DESCRIPTION OF THE TASK:
Identify every line of the records that contains the string "water", and copy each such line in full. Case counts.

RAW DATA:
┄┄┄┄┄┄┄┄┄┄┄┄┄┄┄┄┄┄┄┄
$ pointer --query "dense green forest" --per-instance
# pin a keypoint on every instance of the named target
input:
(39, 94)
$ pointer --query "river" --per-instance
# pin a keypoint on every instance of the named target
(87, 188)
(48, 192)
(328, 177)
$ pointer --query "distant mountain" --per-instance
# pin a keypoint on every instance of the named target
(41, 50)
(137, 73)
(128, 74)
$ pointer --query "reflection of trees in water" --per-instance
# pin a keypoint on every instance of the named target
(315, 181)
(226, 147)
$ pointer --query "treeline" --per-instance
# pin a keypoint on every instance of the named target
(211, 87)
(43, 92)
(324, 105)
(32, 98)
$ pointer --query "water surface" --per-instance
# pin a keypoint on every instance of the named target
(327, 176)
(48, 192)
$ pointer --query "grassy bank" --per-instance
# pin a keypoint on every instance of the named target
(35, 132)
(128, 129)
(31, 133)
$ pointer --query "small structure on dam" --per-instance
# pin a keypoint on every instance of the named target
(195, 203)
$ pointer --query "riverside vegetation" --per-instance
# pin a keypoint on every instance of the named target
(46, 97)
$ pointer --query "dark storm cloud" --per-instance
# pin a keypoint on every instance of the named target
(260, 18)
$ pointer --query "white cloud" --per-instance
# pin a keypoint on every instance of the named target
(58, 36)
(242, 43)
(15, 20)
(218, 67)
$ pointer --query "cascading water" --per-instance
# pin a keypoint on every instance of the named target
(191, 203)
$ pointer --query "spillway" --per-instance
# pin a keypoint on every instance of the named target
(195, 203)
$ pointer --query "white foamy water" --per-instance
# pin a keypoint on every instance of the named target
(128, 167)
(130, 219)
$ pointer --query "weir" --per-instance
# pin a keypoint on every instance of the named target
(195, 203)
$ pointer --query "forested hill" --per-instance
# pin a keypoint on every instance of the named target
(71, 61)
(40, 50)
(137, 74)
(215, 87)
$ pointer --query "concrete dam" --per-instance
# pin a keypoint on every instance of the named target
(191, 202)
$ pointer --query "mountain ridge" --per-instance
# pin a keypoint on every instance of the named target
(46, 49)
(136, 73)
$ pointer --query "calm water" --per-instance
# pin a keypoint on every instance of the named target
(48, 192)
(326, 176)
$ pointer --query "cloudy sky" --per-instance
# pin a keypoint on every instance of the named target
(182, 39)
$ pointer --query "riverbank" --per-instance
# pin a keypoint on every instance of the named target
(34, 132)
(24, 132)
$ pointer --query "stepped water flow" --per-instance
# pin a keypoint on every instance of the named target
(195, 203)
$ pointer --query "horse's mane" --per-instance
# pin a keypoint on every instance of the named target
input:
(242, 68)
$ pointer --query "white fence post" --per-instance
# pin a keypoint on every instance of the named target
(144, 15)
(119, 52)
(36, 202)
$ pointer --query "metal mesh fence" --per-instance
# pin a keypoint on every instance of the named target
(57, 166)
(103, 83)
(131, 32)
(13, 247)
┄┄┄┄┄┄┄┄┄┄┄┄┄┄┄┄┄┄┄┄
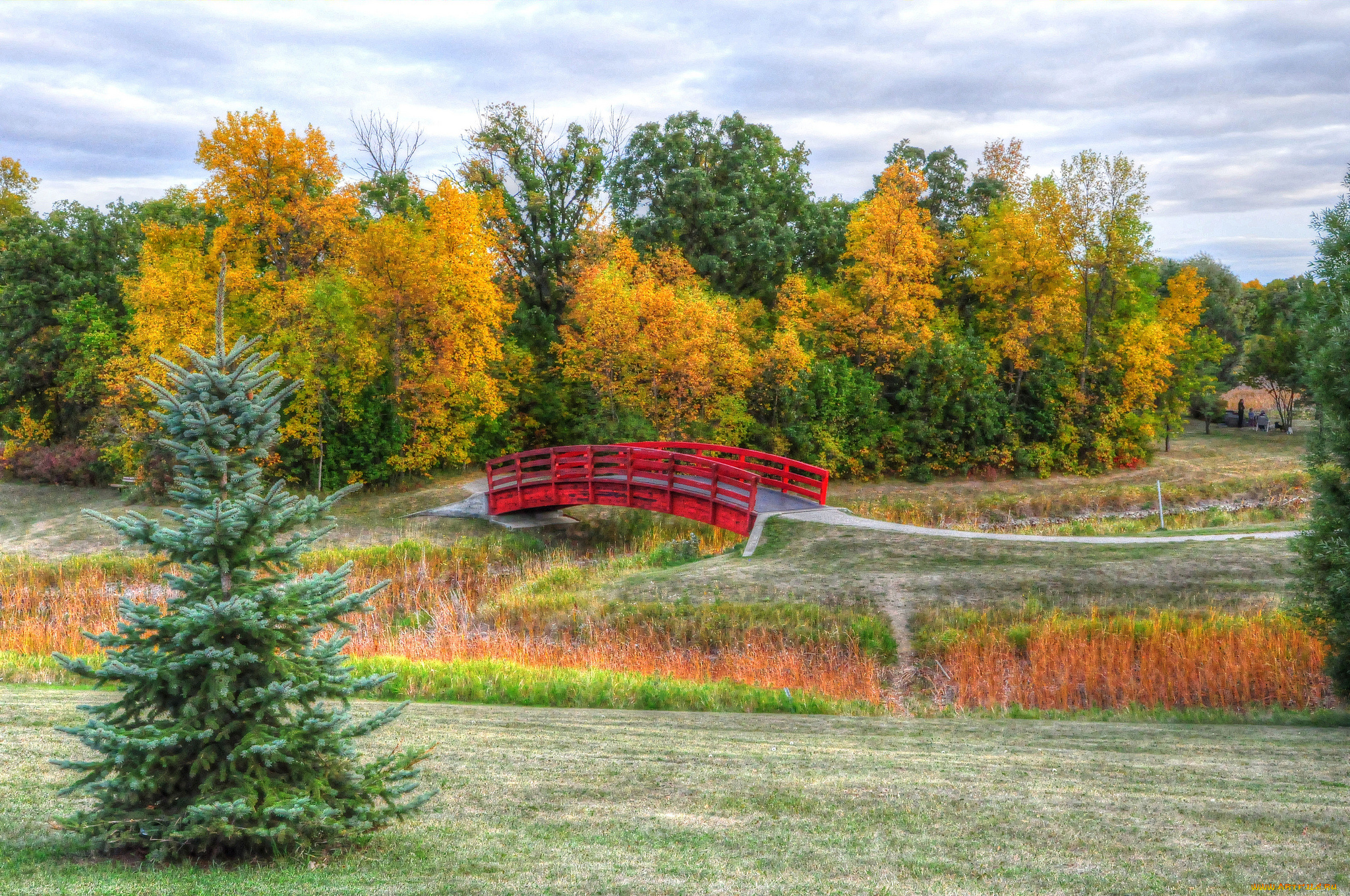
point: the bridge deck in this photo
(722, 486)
┄┄┄┄┄┄┄┄┄┄┄┄┄┄┄┄┄┄┄┄
RESPONSE:
$ pointer --query "reflection of trees in water" --per-instance
$ pointer --query "water surface" --per-instance
$ pointer --query "cascading water" --per-instance
$ pointer --query "white foamy water" --per-instance
$ pointer --query "calm water" --per-instance
$ pointer --query "stepped water flow" --per-instance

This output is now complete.